_Tugas yang Dikerjakan:_
A) Menurut teks tentang NU, berapa jumlah partai yang ditetapkan penguasa pada masa orde baru?
B) Gantilah "warna-warni" dengan "beragam" pada bagian teks tentang NU mulai dari "Ketetapan tiga puluh" sampai dengan "sejak lahirnya Indonesia.", lalu tuliskan bagian itu.

##### Kutipan Pilihan

NU memang wajib marah pada masa itu. Keterlaluan jika diam saja, karena memang menyakitkan. Bagaimana pun NU melahirkan banyak kader dan selalu panen suara yang melimpah, tapi para “Singa NU” yang selayaknya dipasang di “Nomor Jadi” tak tahunya ditaruh di urutan buncit. Wajar saja NU kecewa dan sangat kecewa atas perlakuan itu. Ini memang bukan pil pahit pertama yang pernah ditelan NU. Kondisi tersebut juga pernah terjadi ketika NU tergabung dalam Partai Masyumi, namun saat itu NU keluar dan mendeklarasikan diri sebagai Partai NU. Beruntung NU menang. Namun dalam masa orde baru, NU tidak bisa berpartai sendiri, karena penguasa sudah menakar jumlah partai hanya tiga. Mau tidak mau, NU kembali ke langgar, pesantren, dan madrasah. Mengurus jami’yyah dan jamaah. Sedangkan para kader dan politisi NU bebas memilih partai yang disukai, terserah mau di mana. Boleh hijau, boleh kuning, boleh juga merah, yang penting siap berjuang untuk kepentingan umat, bangsa, dan negara. Ketika PPP kembali dikuasai kader-kader nahdliyyin, NU keukeuh khittah NU 1926.
Ketetapan tiga puluh tahun yang lalu tak berubah. NU tetap berkiblat ke khittah NU 1926. Walau pada era reformasi NU berpeluang menjadi (dan mendirikan) partai, NU tetap bergeming. NU bukan partai politik dan tidak mau memihak partai apapun. NU hanya berhak mendukung kader NU-nya. Di mana pun itu. Alhamdulillah, kader NU diterima di berbagai partai yang warna-warni. Dan nyatanya orang NU jadi presiden, lalu ada juga yang jadi wakil presiden. Kalau jatah menteri, memang sudah sejak lahirnya Indonesia.

##########
##### Bahan Hasil Ekstraksi

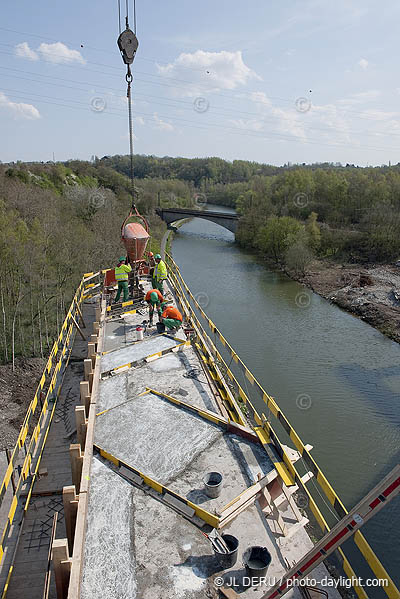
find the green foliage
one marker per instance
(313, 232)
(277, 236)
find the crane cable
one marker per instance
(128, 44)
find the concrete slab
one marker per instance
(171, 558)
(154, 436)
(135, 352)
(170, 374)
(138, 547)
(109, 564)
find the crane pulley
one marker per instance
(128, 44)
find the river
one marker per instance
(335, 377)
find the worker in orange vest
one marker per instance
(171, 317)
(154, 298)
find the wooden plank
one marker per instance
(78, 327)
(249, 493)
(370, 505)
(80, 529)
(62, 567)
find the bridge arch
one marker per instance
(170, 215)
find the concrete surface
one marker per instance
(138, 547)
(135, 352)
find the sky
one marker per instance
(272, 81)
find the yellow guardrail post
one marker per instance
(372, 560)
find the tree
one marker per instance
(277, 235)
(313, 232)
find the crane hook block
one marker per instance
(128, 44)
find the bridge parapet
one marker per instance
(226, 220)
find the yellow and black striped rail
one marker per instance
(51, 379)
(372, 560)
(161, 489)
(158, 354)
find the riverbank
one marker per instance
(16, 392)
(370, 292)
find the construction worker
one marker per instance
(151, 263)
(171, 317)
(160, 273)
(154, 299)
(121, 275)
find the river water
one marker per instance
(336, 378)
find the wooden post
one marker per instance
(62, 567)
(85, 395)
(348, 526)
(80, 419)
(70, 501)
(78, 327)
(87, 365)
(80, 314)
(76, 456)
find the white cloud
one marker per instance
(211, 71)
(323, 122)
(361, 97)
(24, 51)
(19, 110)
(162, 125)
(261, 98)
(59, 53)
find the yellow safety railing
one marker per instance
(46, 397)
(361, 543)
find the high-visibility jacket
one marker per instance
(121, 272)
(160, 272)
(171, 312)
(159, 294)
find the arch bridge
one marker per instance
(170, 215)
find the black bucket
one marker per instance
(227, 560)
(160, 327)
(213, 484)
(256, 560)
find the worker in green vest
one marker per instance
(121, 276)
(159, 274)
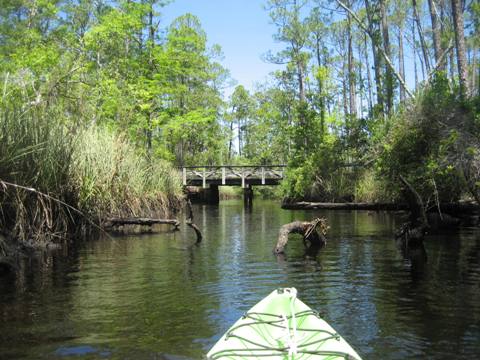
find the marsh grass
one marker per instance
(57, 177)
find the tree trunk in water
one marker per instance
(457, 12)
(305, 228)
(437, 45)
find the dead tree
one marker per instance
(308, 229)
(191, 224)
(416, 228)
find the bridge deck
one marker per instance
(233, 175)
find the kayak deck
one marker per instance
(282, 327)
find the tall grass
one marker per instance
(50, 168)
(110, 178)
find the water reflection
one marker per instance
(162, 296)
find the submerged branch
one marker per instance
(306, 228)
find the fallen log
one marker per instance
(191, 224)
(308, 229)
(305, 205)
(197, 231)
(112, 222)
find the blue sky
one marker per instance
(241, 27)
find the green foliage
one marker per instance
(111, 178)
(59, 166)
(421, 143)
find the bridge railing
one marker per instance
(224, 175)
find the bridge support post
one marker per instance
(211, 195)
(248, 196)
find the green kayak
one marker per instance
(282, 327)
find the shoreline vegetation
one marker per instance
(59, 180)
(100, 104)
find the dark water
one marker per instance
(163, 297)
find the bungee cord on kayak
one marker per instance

##########
##### Bahan Hasil Ekstraksi

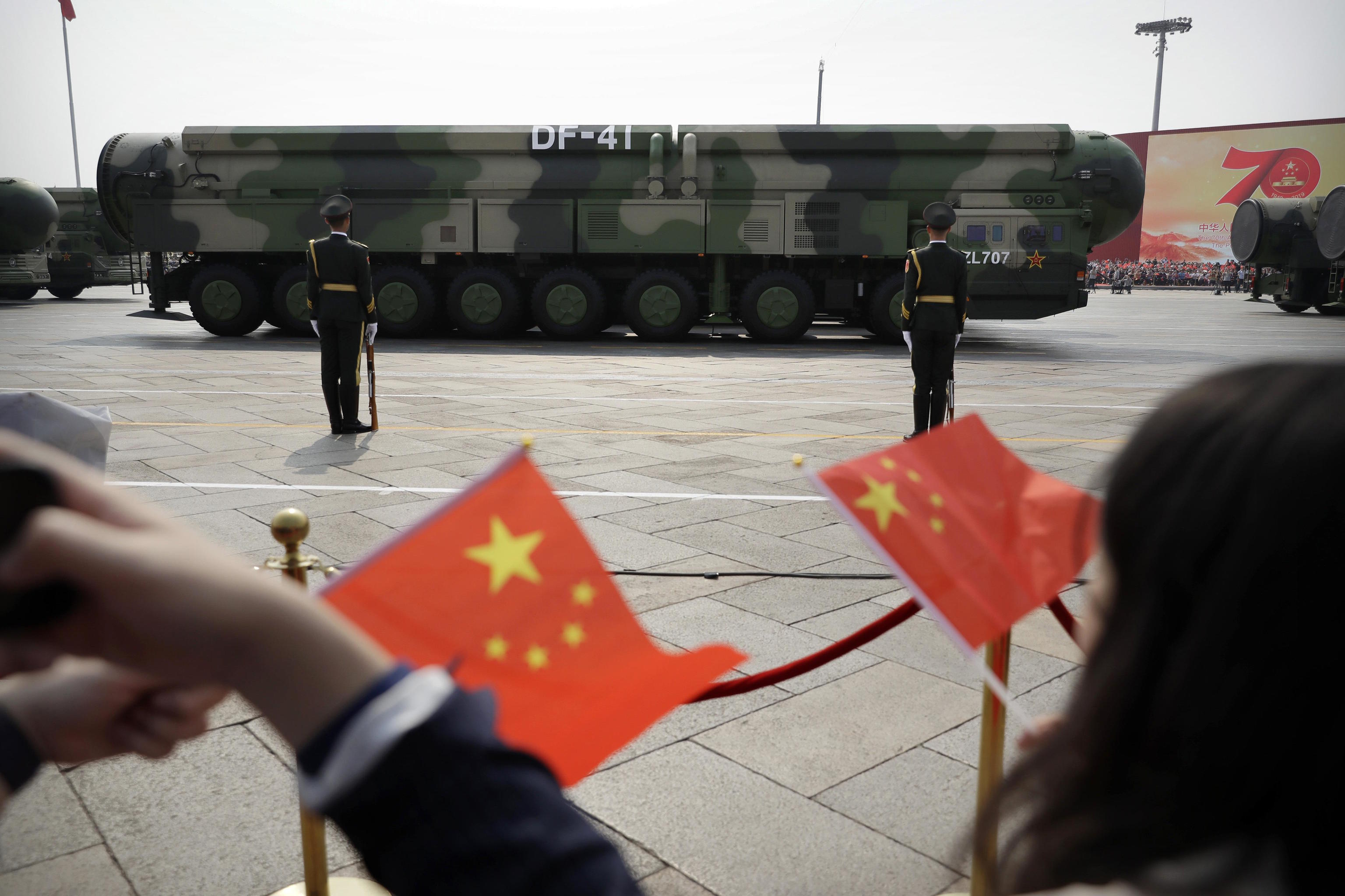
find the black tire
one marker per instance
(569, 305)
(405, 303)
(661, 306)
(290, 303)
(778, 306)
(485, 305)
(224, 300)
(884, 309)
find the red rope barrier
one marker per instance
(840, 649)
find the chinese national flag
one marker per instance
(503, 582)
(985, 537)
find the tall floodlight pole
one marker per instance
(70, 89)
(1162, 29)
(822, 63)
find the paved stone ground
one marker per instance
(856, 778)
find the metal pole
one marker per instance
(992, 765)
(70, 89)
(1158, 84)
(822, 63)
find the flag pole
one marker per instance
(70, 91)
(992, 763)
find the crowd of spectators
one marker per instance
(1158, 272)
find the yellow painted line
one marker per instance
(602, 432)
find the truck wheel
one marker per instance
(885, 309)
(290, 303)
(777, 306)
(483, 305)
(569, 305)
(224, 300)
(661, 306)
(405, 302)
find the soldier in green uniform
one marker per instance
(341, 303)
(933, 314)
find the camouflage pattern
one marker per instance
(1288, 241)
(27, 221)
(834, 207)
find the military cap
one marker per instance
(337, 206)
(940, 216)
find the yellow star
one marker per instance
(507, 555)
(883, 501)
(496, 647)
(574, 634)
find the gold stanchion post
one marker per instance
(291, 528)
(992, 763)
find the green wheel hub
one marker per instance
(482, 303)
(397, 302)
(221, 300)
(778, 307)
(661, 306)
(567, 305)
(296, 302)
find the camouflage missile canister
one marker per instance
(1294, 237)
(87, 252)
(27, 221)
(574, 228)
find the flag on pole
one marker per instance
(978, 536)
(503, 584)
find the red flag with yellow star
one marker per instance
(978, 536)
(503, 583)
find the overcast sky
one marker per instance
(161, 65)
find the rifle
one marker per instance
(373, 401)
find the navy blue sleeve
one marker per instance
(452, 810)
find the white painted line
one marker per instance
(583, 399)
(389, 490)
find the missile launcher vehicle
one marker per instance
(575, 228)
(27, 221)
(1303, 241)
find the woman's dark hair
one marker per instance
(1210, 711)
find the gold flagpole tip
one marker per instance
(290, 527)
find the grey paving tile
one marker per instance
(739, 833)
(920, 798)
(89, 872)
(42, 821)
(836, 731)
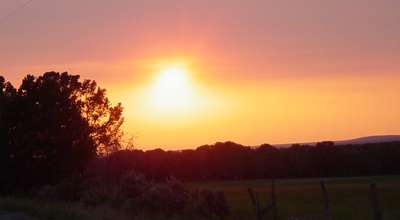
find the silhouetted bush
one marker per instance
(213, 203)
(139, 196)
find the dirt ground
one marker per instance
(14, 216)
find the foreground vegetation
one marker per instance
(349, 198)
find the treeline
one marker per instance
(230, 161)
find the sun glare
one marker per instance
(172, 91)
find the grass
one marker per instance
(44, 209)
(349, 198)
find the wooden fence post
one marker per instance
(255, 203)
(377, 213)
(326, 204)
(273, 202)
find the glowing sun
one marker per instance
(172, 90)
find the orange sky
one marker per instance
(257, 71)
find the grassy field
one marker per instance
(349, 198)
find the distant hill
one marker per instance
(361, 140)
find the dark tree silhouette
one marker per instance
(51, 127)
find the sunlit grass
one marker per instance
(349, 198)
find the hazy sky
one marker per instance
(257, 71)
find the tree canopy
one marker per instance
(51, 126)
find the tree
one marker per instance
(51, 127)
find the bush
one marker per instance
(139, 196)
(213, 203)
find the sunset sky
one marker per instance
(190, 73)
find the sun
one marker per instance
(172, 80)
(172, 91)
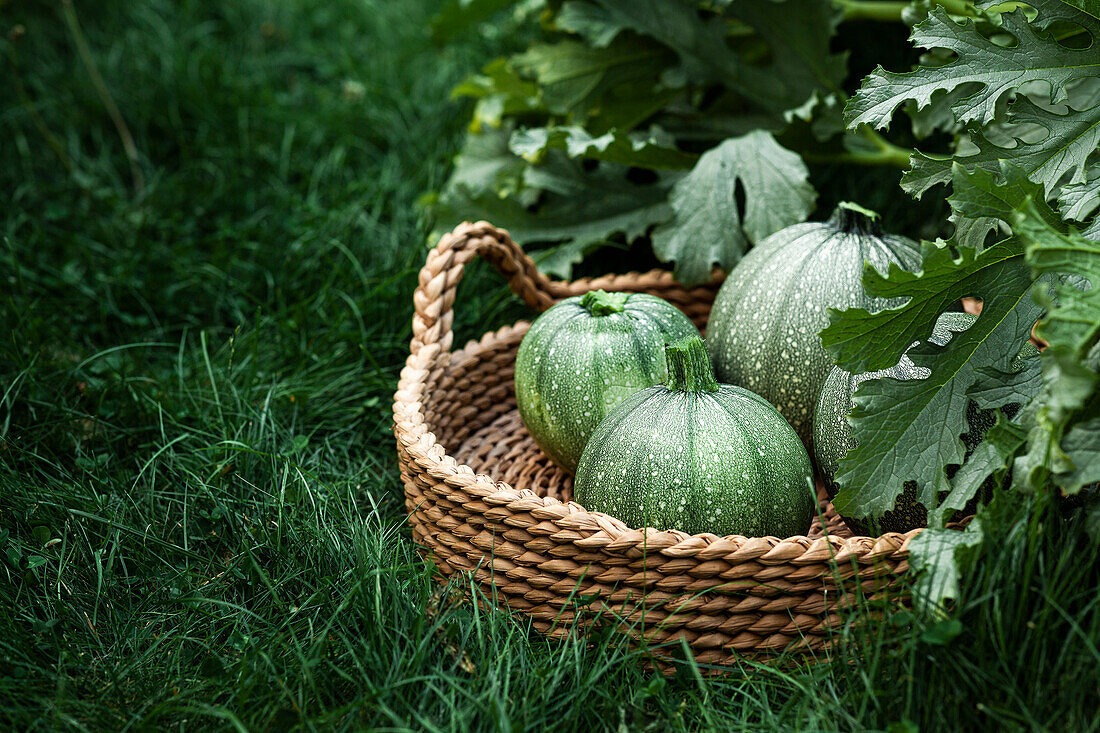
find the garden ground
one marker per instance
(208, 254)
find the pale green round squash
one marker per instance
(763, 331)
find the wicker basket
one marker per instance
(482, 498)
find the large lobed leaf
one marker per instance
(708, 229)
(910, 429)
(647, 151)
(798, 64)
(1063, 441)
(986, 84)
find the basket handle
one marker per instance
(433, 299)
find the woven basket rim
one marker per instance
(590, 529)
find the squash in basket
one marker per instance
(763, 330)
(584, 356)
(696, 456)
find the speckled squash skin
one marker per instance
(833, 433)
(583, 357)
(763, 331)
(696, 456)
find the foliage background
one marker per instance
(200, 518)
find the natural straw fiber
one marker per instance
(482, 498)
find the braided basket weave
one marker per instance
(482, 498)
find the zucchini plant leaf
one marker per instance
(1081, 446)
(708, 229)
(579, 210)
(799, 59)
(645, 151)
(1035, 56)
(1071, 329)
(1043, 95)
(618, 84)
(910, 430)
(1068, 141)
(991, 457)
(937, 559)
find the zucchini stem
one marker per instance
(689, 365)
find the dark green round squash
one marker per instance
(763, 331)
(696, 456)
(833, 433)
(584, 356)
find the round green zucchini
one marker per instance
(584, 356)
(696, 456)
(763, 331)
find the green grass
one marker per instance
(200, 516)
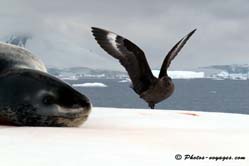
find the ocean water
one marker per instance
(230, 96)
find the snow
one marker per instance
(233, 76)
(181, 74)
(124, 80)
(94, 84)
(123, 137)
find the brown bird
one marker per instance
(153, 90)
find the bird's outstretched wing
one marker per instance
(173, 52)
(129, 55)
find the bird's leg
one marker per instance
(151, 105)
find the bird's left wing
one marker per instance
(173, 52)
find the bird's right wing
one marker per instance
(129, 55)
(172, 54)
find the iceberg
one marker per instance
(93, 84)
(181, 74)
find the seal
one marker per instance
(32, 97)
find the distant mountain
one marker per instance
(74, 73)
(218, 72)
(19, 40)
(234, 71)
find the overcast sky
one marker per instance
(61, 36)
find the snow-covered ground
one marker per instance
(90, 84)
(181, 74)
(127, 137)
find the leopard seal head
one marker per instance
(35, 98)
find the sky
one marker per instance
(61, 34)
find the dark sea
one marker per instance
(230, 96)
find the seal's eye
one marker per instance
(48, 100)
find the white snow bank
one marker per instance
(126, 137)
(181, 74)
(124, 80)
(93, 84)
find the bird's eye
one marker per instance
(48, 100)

##########

_Hasil Latihan:_
A) Tiga partai.

B)
Ketetapan tiga puluh tahun yang lalu tak berubah. NU tetap berkiblat ke khittah NU 1926. Walau pada era reformasi NU berpeluang menjadi (dan mendirikan) partai, NU tetap bergeming. NU bukan partai politik dan tidak mau memihak partai apapun. NU hanya berhak mendukung kader NU-nya. Di mana pun itu. Alhamdulillah, kader NU diterima di berbagai partai yang beragam. Dan nyatanya orang NU jadi presiden, lalu ada juga yang jadi wakil presiden. Kalau jatah menteri, memang sudah sejak lahirnya Indonesia.